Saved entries
——————————
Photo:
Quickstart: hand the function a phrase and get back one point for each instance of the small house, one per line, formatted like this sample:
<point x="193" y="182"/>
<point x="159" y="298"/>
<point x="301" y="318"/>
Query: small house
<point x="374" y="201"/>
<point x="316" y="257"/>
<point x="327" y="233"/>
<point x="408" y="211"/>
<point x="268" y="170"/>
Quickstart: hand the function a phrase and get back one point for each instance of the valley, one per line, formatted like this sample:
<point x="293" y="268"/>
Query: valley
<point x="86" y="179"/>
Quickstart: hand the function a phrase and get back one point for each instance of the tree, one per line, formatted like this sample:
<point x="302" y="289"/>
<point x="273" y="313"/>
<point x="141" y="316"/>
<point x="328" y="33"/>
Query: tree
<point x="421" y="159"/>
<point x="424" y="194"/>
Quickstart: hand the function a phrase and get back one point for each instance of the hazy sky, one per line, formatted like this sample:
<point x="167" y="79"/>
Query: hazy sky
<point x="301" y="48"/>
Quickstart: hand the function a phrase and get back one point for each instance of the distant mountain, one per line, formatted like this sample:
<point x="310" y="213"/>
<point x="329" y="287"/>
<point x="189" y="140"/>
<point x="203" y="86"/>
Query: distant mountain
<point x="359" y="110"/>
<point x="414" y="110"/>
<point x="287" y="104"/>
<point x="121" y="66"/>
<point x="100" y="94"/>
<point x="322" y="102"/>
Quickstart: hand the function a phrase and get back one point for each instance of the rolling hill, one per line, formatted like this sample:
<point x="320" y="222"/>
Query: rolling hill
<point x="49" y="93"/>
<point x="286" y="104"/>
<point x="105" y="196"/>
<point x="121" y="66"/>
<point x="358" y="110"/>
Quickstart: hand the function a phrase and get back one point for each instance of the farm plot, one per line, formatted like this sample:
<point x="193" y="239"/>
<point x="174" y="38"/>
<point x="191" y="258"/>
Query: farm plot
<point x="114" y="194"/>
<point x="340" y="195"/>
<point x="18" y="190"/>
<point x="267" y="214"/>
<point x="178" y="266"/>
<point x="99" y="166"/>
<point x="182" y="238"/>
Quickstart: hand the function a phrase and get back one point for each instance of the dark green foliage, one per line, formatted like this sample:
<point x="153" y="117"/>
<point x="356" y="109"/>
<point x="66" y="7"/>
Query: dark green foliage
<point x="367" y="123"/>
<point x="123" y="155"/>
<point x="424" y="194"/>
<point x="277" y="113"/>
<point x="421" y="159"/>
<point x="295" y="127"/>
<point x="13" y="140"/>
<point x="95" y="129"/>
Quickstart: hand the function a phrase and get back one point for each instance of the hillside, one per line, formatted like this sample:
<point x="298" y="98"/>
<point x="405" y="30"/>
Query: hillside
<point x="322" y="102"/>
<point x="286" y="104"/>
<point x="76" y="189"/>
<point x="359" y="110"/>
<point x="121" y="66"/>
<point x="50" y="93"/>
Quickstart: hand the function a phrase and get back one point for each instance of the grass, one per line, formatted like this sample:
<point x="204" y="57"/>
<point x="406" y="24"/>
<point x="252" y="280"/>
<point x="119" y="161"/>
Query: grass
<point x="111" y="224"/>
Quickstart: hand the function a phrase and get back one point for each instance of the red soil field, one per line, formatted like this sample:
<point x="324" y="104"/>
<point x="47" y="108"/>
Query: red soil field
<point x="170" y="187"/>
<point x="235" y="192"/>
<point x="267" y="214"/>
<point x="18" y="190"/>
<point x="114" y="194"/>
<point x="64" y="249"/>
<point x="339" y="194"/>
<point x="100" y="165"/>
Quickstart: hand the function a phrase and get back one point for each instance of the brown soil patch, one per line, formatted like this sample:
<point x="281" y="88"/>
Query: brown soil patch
——————————
◆ Given problem ◆
Copy verbatim every line of the rows above, starting at the line that contains "the grass, one" and stopping after the final line of the rows.

◆ Task answer ◆
Quickstart: hand the function a phrase and get back one point for each instance of the grass, one per line, formatted like this sample:
<point x="204" y="57"/>
<point x="406" y="24"/>
<point x="252" y="280"/>
<point x="119" y="161"/>
Query: grass
<point x="111" y="224"/>
Quickstart: hand the function a phrase and get back one point for each instance of the red soil field, one per line, formatted like this sample:
<point x="324" y="104"/>
<point x="47" y="108"/>
Query: red soil field
<point x="170" y="187"/>
<point x="235" y="192"/>
<point x="267" y="214"/>
<point x="18" y="190"/>
<point x="114" y="194"/>
<point x="64" y="249"/>
<point x="339" y="194"/>
<point x="100" y="165"/>
Quickstart: hand the function a phrase and get back one point for each instance of the brown soil patch, one per line, formatted like this sample:
<point x="281" y="88"/>
Query: brown soil patch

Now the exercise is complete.